■ **Consegne**
a) Riporti tutte le righe che contengono la parola "sofa".
b) Prosegua il testo sulla felicità oltre la sua ultima frase.

■ **Testo proposto**
-----
Ogni incastro riuscito del puzzle indica non solo
metaforicamente, ma in pratica, una breve fase di una successione di piccoli
frammenti significativi del vissuto. Ciascuno di questi scandisce il ritmo del
momento presente, è a esso funzionale, ed è rappresentativo del piacere che
deriva dall’appagamento immediato del desiderio. Questa gratificazione dà
origine a una momentanea distensione, dopo di che il gioco ricomincia da capo,
fino alla fine. Il risultato finale di aver composto il puzzle è inferiore,
anzi trascurabile, di fronte alla soddisfazione che deriva da ogni singolo
incastro riuscito, proprio perché, a puzzle ultimato, si esaurisce il desiderio
di ricominciare. E qui finisce il raffronto con la vita. I tasselli del
quotidiano, a differenza di quelli del puzzle, non si esauriscono con il tempo.
Anzi, ogni frammento del vissuto genera a sua volta una rete sempre più ampia e
complessa di esperienze e interrelazioni, perché ogni tassello del quotidiano
gratificato crea altri desideri di appagamento e le possibilità di scelta si
incrementano con il tempo, raffinando la scelta del desiderio.
Dopo questa premessa siamo in grado di definire la
felicità? Forse sí.
Secondo
la mia esperienza personale, la felicità è una
dimensione interiore, una dimensione pressoché
costante in cui ci si è calati, ma della fragilità
dei petali di un fiore, e che si deve irrigare e curare con saggezza e misura,
indipendentemente da quello che si ha o si spera, uno stato di coscienza che
nasce dalla consapevolezza di riuscire naturalmente e senza sforzo a mettere in
pratica i nostri valori, senza contrasti morali o complessi di colpa. E i
nostri valori possono essere messi in pratica solo nel PRESENTE! (ricordare il
discorso sul puzzle).
Anche
Seneca aveva sottolineato il rapporto tra felicità
e presente: “La felicità vera è godere del
presente, senza ansiosa dipendenza nel futuro.” Se mi fosse permesso un
ribaltamento di un noto detto, “Volere è potere”, fra l’altro dato per
scontato, la felicità non può essere raggiunta da chi sia convinto che “volere
è potere”. La felicità non si raggiunge con
la forza di volontà. Anzi, chi più si sforza
a cercarla, più se ne allontana.
Dice
un detto orientale "La felicità vola via da coloro che più la
vogliono". (Proverbio laotiano). O secondo un proverbio tradizionale:
"La ricerca della felicità porta direttamente alla miseria." Ogni
cultura sembra essere d'accordo sul concetto che "La felicità non è un
cavallo che si possa imbrigliare.” (Proverbio russo).
La
felicità è già lí,
a portata di mano, per coloro il cui motto è diventato “potere è volere!” Solo
quando “si può” in modo naturale,
agevolmente e senza sforzo, cioè quando si è raggiunto il livello di coscienza
idoneo, si ha il diritto di “volere”. Il che significa, espresso in modo
diverso, fare il passo secondo la gamba.
-----
■ **Dati di partenza**
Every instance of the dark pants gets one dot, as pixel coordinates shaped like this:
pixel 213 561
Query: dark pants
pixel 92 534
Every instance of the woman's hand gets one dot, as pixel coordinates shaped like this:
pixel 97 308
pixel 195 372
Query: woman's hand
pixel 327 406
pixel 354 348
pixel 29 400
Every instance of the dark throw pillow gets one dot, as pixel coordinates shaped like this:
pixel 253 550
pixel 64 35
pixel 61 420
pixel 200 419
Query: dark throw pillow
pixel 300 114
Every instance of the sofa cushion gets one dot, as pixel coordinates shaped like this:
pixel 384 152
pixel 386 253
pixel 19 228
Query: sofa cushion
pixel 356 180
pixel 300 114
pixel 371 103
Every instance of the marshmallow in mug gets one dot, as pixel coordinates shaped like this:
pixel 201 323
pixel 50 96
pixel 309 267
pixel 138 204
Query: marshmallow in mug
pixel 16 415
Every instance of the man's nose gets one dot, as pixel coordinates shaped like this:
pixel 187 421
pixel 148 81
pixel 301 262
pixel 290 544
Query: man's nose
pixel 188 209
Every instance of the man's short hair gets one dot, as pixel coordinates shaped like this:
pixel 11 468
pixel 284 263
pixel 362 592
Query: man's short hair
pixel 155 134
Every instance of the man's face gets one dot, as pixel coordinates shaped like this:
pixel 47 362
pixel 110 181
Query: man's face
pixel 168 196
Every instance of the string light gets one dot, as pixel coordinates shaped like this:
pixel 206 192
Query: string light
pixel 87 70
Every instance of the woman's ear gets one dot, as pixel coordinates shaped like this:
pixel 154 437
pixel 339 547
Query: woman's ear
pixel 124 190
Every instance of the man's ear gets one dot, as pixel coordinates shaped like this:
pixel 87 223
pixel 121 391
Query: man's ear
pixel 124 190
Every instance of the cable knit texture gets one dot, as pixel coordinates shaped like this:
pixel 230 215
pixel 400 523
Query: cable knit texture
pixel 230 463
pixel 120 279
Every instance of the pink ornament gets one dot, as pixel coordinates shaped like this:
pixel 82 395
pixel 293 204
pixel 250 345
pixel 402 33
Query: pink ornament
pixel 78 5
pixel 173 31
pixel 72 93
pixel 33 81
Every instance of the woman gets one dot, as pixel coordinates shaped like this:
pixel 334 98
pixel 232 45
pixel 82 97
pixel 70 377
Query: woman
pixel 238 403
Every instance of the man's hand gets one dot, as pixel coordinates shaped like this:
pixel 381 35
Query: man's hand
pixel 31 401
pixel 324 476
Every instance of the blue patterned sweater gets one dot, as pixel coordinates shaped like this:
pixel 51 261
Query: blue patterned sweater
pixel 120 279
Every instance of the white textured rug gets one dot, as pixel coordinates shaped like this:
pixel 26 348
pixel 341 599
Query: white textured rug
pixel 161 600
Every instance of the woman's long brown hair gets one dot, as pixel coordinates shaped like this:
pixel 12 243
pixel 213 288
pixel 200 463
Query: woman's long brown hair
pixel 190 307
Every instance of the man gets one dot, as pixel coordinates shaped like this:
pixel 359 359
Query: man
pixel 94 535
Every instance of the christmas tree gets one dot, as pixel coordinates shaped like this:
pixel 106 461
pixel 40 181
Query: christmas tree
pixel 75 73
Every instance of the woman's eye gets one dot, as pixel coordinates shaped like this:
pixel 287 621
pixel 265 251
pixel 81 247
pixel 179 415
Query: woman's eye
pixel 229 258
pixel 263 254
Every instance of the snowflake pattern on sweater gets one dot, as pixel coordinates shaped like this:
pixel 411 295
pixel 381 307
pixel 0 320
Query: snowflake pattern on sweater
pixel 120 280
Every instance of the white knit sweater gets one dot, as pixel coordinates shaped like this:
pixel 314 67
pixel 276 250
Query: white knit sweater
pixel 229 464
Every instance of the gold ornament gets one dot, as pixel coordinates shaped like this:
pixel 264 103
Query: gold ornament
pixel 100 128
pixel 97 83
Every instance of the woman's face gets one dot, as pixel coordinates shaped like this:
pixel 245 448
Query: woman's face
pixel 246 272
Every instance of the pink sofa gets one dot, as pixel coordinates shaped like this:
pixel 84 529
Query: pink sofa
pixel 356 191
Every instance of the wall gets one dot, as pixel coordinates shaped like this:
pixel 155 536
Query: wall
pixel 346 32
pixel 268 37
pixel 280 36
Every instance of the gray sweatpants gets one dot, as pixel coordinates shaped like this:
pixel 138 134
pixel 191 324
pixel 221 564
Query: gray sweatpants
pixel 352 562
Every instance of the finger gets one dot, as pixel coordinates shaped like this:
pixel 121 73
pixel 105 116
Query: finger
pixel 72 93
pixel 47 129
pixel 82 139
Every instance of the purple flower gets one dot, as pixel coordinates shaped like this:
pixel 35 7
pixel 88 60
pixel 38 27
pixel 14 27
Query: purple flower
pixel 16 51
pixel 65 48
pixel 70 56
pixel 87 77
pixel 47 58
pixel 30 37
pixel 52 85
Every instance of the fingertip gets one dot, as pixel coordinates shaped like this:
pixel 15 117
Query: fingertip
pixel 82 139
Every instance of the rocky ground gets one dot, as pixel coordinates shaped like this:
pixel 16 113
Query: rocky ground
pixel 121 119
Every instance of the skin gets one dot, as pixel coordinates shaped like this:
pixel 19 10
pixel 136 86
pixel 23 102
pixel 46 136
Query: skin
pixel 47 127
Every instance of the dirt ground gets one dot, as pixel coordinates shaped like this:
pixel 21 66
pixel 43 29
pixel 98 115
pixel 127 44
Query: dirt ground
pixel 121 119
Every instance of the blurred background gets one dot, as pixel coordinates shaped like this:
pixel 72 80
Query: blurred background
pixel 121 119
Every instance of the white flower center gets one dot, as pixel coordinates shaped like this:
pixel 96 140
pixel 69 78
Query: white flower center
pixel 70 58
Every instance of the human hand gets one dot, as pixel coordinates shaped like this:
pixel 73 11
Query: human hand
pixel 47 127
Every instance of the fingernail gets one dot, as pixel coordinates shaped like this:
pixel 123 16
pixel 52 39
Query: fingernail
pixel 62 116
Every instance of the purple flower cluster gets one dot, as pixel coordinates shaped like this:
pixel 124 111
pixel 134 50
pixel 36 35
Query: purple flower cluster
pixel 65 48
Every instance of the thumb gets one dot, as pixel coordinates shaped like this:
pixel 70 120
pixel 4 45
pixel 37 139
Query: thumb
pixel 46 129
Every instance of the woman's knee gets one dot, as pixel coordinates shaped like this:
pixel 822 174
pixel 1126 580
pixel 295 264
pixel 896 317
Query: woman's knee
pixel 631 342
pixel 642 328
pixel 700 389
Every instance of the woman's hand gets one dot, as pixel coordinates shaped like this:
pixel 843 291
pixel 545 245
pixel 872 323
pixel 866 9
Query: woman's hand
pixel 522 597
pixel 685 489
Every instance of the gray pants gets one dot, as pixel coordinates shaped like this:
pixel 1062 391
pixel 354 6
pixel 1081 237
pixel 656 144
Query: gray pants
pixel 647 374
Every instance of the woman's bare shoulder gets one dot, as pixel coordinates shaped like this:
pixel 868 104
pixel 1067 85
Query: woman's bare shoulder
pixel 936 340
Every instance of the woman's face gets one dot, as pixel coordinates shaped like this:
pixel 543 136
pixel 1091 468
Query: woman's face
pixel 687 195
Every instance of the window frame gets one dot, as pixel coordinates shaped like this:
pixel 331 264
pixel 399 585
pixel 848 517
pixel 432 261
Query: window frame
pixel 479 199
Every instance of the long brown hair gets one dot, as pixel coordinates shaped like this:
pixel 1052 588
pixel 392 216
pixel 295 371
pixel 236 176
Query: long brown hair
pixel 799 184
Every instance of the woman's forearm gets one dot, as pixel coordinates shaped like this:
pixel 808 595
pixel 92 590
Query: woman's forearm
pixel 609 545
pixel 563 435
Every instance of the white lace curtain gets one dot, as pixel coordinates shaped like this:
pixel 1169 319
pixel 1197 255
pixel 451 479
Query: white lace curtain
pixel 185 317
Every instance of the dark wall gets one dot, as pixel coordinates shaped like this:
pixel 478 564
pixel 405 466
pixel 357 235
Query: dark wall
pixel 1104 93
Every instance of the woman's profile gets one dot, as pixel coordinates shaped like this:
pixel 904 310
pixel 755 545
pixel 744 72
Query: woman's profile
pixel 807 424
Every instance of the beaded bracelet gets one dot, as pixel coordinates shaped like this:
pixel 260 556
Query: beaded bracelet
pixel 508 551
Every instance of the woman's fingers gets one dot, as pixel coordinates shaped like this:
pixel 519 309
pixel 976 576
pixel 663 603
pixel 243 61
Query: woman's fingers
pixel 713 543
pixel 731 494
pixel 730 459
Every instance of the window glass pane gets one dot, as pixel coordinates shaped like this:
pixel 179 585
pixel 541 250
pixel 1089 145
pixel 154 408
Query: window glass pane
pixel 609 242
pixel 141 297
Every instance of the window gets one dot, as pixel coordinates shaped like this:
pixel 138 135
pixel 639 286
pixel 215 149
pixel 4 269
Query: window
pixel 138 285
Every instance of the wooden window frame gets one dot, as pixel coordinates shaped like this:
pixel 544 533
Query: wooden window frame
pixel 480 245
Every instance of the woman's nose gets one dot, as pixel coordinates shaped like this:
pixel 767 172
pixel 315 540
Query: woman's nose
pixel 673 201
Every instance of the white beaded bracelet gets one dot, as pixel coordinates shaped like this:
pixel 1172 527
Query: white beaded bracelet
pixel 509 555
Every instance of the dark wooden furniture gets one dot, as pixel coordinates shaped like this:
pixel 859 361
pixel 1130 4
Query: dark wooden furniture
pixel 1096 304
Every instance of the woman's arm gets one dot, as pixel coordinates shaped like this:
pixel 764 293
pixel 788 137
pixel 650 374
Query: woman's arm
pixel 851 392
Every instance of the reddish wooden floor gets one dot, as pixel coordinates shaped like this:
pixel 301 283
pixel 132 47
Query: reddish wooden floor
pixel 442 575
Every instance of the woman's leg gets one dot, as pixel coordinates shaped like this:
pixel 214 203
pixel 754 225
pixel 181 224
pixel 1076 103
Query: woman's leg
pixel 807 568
-----
■ **Soluzioni per consegna**
a)
Every instance of the sofa cushion gets one dot, as pixel coordinates shaped like this:
Query: sofa cushion
Every instance of the pink sofa gets one dot, as pixel coordinates shaped like this:
Query: pink sofa

b)
Nel lavoro, ad esempio, non può essere
felice chi occupa un posto che non merita, di cui non ha competenza, perché questo violerebbe il concetto di giustizia
personale oltre a quello di giustizia sociale. La corruzione rampante in Italia
e nel terzo mondo deriva proprio dalla violazione dei due principi suddetti.
Tutte
le culture del pianeta hanno espresso il concetto che per avere una qualche
possibilità di essere felici si deve seguire
una via di mezzo. Trovo straordinario
che questo concetto sia naturalmente incorporato nella lingua inglese,
nell’espressione “happy medium” (via
di mezzo), ma nessuno, finora, sembra averci fatto caso!
Un
proverbio finlandese dice: “La felicità è un
luogo fra il troppo poco e il troppo.” Oppure, espresso in un altro modo: “Chi
conosce il limite conosce la felicità.”
(Proverbio cinese). Questo è anche il concetto dell’aurea mediocritas degli
antichi Romani.
Che
la felicità non risiede nel successo, nella
meta finale, ma nel viaggio, cioè nel godimento del processo, è noto da tempo
immemorabile ai saggi di tutte le culture del pianeta. Un proverbio finlandese
recita: “La felicità non deriva dalla
felicità in sé,
ma dal viaggio per conseguirla”. Ho citato questo proverbio per il suo accento
sul viaggio, anche se mi lascia perplesso la formulazione della prima parte,
che cade in un ragionamento circolare.
Mi
piace il seguente detto indiano, per il rilievo che dà
al presente. Se ciò che conta è il
processo, è indubbio che questo deve tradursi nel vivere il momento presente:
“L’ieri è solo un sogno, il domani solo una visione. Ma un oggi ben vissuto
rende ogni ieri un sogno di felicità e ogni
domani una visione di speranza. Guarda bene, pertanto, all’oggi.” Il che è
sintetizzato nel “carpe diem” latino.
In
breve, ciò che uno fa per raggiungere la
felicità è irrilevante, perché destinato al fallimento. Ciò che rende felici è il godimento del processo e
il processo non può che essere correlato al
momento presente.
Il
successo nel vivere nel presente i
nostri valori, il successo di godere della risoluzione immediata dei piccoli
problemi di ogni giorno, non il successo nel realizzare i nostri progetti è
dunque il segreto della felicità: se c’è un
segreto. Che delusione per la grande maggioranza e che gioia per i pochi che
hanno capito!
Ma,
come dice il poeta, non si può desiderare qualcosa che non si crede possibile o
rimpiangere quello che non si ha mai provato. E questa forma di protezione è in
un certo senso confortante, altrimenti ci sarebbe da spararsi!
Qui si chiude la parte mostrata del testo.